Stored data:
----------------------------------------

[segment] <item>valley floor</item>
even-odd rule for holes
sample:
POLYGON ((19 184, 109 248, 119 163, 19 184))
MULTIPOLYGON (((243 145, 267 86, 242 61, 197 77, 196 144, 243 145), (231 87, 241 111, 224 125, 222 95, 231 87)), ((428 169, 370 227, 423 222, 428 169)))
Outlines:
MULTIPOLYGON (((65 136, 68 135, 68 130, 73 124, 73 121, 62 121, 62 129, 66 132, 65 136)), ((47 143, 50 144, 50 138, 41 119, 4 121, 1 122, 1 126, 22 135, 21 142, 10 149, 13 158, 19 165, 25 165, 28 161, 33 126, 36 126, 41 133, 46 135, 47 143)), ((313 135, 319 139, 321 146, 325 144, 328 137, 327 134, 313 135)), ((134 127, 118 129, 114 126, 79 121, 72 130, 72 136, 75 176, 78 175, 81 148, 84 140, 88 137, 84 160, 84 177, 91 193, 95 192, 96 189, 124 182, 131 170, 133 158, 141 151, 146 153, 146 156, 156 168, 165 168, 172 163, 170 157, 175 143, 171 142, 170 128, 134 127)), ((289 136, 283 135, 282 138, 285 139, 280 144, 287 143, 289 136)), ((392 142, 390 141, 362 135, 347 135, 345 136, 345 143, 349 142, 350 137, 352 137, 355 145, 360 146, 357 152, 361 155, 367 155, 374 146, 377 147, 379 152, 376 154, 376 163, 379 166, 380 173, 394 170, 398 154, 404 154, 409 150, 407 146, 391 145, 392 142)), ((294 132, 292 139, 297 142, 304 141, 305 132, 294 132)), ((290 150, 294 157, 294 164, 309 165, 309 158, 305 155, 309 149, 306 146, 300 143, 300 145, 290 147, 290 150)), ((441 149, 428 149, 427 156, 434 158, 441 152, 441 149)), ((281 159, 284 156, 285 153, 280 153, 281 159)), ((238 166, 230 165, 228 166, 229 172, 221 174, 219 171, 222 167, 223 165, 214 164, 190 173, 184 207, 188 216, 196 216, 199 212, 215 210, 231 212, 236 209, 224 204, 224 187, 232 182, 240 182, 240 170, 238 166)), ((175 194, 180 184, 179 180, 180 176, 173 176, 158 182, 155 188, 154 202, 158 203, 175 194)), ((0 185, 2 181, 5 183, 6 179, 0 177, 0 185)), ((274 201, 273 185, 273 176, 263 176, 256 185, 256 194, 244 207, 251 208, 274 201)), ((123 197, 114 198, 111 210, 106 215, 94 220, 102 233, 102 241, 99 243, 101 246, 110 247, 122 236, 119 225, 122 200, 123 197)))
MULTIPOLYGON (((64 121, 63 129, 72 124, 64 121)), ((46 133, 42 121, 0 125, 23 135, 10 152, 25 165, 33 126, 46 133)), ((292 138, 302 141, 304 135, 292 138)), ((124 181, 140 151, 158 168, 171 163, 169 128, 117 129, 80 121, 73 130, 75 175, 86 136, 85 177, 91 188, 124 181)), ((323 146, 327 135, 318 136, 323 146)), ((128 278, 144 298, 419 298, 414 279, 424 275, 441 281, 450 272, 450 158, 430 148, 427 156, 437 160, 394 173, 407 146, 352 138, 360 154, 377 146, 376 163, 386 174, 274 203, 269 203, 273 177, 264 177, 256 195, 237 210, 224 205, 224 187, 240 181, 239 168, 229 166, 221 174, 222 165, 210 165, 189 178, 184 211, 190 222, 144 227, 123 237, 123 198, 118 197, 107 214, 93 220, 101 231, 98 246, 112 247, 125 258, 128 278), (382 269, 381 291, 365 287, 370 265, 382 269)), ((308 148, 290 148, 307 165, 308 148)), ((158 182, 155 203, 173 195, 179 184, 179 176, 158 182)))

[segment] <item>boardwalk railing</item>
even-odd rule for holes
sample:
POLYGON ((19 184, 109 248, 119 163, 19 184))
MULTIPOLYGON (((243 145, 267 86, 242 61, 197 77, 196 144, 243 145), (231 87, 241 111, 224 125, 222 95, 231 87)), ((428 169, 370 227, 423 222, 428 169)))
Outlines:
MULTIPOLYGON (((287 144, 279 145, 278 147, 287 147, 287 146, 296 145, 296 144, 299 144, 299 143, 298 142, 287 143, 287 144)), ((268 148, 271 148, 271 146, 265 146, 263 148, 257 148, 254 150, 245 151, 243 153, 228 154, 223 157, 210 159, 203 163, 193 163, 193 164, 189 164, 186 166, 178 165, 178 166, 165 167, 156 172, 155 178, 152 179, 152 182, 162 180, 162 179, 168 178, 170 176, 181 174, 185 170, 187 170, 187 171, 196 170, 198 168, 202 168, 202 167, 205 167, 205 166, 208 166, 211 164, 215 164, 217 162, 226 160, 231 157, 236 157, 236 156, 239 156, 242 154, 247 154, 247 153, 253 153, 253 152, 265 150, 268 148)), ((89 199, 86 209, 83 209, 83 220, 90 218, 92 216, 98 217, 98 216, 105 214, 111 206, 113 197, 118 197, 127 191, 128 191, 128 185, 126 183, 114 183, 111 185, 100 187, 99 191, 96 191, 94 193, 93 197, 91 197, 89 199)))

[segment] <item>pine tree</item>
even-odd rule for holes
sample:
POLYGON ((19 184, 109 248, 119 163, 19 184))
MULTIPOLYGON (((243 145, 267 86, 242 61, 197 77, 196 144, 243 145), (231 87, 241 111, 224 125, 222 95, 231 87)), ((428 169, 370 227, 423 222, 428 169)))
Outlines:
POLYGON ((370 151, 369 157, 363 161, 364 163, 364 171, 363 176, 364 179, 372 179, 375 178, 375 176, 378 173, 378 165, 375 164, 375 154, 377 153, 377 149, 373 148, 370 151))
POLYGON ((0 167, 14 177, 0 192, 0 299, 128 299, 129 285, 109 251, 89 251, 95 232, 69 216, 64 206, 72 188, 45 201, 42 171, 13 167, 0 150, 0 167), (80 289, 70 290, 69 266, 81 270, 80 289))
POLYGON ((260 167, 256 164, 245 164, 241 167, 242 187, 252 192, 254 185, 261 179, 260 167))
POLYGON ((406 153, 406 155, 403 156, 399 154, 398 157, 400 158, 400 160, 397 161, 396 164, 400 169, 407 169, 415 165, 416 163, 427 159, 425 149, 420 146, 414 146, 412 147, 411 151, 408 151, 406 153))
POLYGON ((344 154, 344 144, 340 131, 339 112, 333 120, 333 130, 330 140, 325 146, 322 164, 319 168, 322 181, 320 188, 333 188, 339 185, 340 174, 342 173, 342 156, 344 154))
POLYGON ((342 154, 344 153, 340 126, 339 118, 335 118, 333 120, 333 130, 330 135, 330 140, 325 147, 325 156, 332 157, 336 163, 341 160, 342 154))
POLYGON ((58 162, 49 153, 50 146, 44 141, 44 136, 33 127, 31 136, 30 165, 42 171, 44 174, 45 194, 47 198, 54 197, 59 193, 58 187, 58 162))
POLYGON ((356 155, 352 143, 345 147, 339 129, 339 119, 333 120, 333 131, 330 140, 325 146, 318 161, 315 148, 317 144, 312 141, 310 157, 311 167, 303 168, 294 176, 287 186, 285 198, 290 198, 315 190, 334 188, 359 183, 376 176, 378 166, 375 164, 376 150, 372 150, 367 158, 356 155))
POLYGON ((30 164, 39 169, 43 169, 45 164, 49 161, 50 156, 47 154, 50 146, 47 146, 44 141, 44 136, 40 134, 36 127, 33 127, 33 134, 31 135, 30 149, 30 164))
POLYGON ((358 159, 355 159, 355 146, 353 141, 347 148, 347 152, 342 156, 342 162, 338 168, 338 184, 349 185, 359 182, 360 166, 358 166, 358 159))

----------------------------------------

→ YOUR GOAL: Copy the data exactly. Leave nothing out.

→ REPLY:
[segment] <item>valley floor</item>
even-odd rule for holes
sample:
POLYGON ((19 184, 109 248, 119 163, 19 184))
MULTIPOLYGON (((243 145, 267 86, 242 61, 197 77, 196 144, 243 145), (231 87, 241 111, 224 125, 222 95, 231 87)), ((428 169, 370 227, 423 222, 428 169)))
Outlines:
MULTIPOLYGON (((65 136, 68 135, 68 130, 73 124, 73 121, 62 121, 62 129, 66 132, 65 136)), ((47 143, 50 144, 50 138, 41 119, 4 121, 1 122, 1 126, 22 135, 21 142, 10 149, 13 158, 19 165, 25 165, 28 161, 33 126, 36 126, 41 133, 46 135, 47 143)), ((313 135, 319 139, 321 146, 325 144, 328 137, 327 134, 313 135)), ((134 127, 118 129, 114 126, 79 121, 72 130, 72 136, 75 176, 78 175, 81 148, 84 140, 88 137, 84 160, 84 177, 91 193, 95 192, 96 189, 124 182, 131 170, 133 158, 141 151, 146 153, 146 156, 156 168, 165 168, 172 163, 170 157, 175 143, 171 142, 170 128, 134 127)), ((289 136, 283 135, 282 138, 285 139, 280 144, 287 143, 289 136)), ((392 142, 390 141, 362 135, 347 135, 345 136, 345 143, 349 142, 350 137, 352 137, 355 145, 360 146, 357 152, 361 155, 367 155, 374 146, 377 147, 379 152, 376 154, 376 163, 379 166, 380 173, 394 170, 398 154, 404 154, 409 150, 407 146, 391 145, 392 142)), ((294 132, 292 139, 297 142, 304 141, 305 132, 294 132)), ((290 150, 294 157, 294 164, 309 165, 309 158, 305 155, 309 149, 306 146, 300 143, 300 145, 290 147, 290 150)), ((441 149, 428 149, 427 156, 434 158, 441 152, 441 149)), ((281 159, 284 156, 285 153, 280 153, 281 159)), ((238 166, 230 165, 228 166, 229 172, 221 174, 219 171, 222 167, 223 165, 214 164, 190 173, 184 207, 188 216, 196 216, 199 212, 215 210, 231 212, 236 209, 224 204, 224 187, 232 182, 240 182, 240 170, 238 166)), ((175 194, 180 184, 179 180, 180 176, 173 176, 158 182, 155 188, 154 202, 158 203, 175 194)), ((0 185, 2 181, 5 183, 6 179, 0 177, 0 185)), ((274 201, 273 185, 273 176, 263 176, 256 185, 256 194, 244 207, 251 208, 274 201)), ((123 197, 114 198, 111 210, 106 215, 94 220, 102 233, 102 241, 99 243, 101 246, 110 247, 122 236, 119 225, 122 200, 123 197)))
MULTIPOLYGON (((64 121, 63 129, 72 124, 64 121)), ((46 133, 42 121, 0 125, 23 135, 10 152, 25 165, 33 126, 46 133)), ((292 138, 302 141, 304 135, 292 138)), ((124 181, 140 151, 158 168, 171 163, 169 128, 117 129, 80 121, 73 130, 75 175, 86 136, 85 177, 91 188, 124 181)), ((323 146, 327 135, 318 136, 323 146)), ((128 278, 144 298, 419 298, 414 279, 424 275, 441 281, 450 272, 450 158, 430 148, 427 156, 437 160, 394 173, 407 146, 352 138, 360 154, 377 146, 376 163, 386 174, 274 203, 269 203, 273 177, 264 177, 256 195, 237 210, 224 205, 224 187, 240 181, 239 168, 229 166, 221 174, 222 165, 210 165, 189 178, 184 211, 190 222, 144 227, 123 237, 123 198, 118 197, 107 214, 93 220, 101 231, 98 246, 112 247, 125 258, 128 278), (382 269, 381 291, 365 287, 370 265, 382 269)), ((308 148, 290 148, 307 165, 308 148)), ((158 182, 155 203, 173 195, 179 184, 179 176, 158 182)))

[segment] <item>boardwalk railing</item>
even-odd rule for holes
sample:
POLYGON ((19 184, 109 248, 119 163, 19 184))
MULTIPOLYGON (((243 145, 267 86, 242 61, 197 77, 196 144, 243 145), (231 87, 241 111, 224 125, 222 95, 231 87)), ((428 169, 370 227, 423 222, 428 169)))
Outlines:
MULTIPOLYGON (((287 144, 279 145, 278 147, 287 147, 287 146, 296 145, 296 144, 299 144, 299 143, 298 142, 287 143, 287 144)), ((268 148, 271 148, 271 146, 265 146, 263 148, 257 148, 254 150, 245 151, 243 153, 228 154, 223 157, 210 159, 203 163, 193 163, 193 164, 189 164, 186 166, 178 165, 178 166, 165 167, 156 172, 155 178, 152 179, 152 182, 162 180, 162 179, 168 178, 170 176, 181 174, 185 170, 187 170, 187 171, 196 170, 198 168, 202 168, 202 167, 205 167, 205 166, 208 166, 211 164, 215 164, 217 162, 226 160, 231 157, 236 157, 236 156, 239 156, 242 154, 247 154, 247 153, 253 153, 253 152, 265 150, 268 148)), ((89 199, 86 209, 83 209, 83 220, 90 218, 92 216, 98 217, 98 216, 105 214, 111 206, 113 197, 118 197, 127 191, 128 191, 128 185, 126 183, 114 183, 111 185, 100 187, 99 191, 96 191, 94 193, 93 197, 91 197, 89 199)))

[segment] <item>pine tree</item>
even-odd rule for holes
sample:
POLYGON ((19 184, 109 248, 119 163, 19 184))
MULTIPOLYGON (((243 145, 267 86, 242 61, 197 77, 196 144, 243 145), (231 87, 241 111, 224 125, 222 95, 231 87)), ((428 169, 370 227, 423 222, 428 169)))
Outlines:
POLYGON ((370 151, 369 157, 363 161, 364 163, 364 171, 363 176, 364 179, 372 179, 375 178, 375 176, 378 173, 378 165, 375 164, 375 154, 377 153, 377 149, 373 148, 370 151))
POLYGON ((0 167, 14 177, 0 192, 0 299, 128 299, 129 285, 109 251, 89 251, 95 232, 69 216, 64 206, 72 188, 45 201, 42 171, 13 167, 0 150, 0 167), (80 289, 70 290, 69 266, 81 270, 80 289))
POLYGON ((260 167, 256 164, 245 164, 241 167, 242 187, 252 192, 254 185, 261 179, 260 167))
POLYGON ((406 153, 406 155, 403 156, 399 154, 398 157, 400 158, 400 160, 397 161, 396 164, 400 169, 407 169, 415 165, 416 163, 427 159, 425 149, 420 146, 414 146, 412 147, 411 151, 408 151, 406 153))
POLYGON ((344 154, 344 144, 340 131, 339 112, 333 120, 333 130, 330 140, 325 146, 322 164, 319 168, 322 181, 320 188, 333 188, 339 185, 340 174, 342 173, 342 156, 344 154))
POLYGON ((342 154, 344 153, 340 126, 339 118, 335 118, 333 120, 333 130, 330 135, 330 140, 325 147, 325 156, 332 157, 336 163, 341 160, 342 154))
POLYGON ((58 162, 49 153, 50 146, 44 141, 44 136, 33 127, 31 136, 30 165, 42 171, 44 174, 45 194, 47 198, 54 197, 59 193, 58 187, 58 162))
POLYGON ((356 155, 352 143, 345 147, 339 129, 339 119, 333 120, 333 131, 330 140, 325 146, 318 161, 315 148, 317 144, 312 141, 310 157, 311 167, 303 168, 294 176, 287 186, 285 198, 290 198, 315 190, 334 188, 359 183, 376 176, 378 166, 375 164, 376 150, 372 150, 367 158, 356 155))
POLYGON ((30 164, 39 169, 43 169, 45 164, 49 161, 50 156, 47 154, 50 146, 47 146, 44 141, 44 136, 40 134, 36 127, 33 127, 33 134, 31 135, 30 149, 30 164))
POLYGON ((358 159, 355 159, 355 146, 353 141, 347 148, 347 152, 342 156, 342 162, 338 168, 338 184, 349 185, 359 182, 360 166, 358 166, 358 159))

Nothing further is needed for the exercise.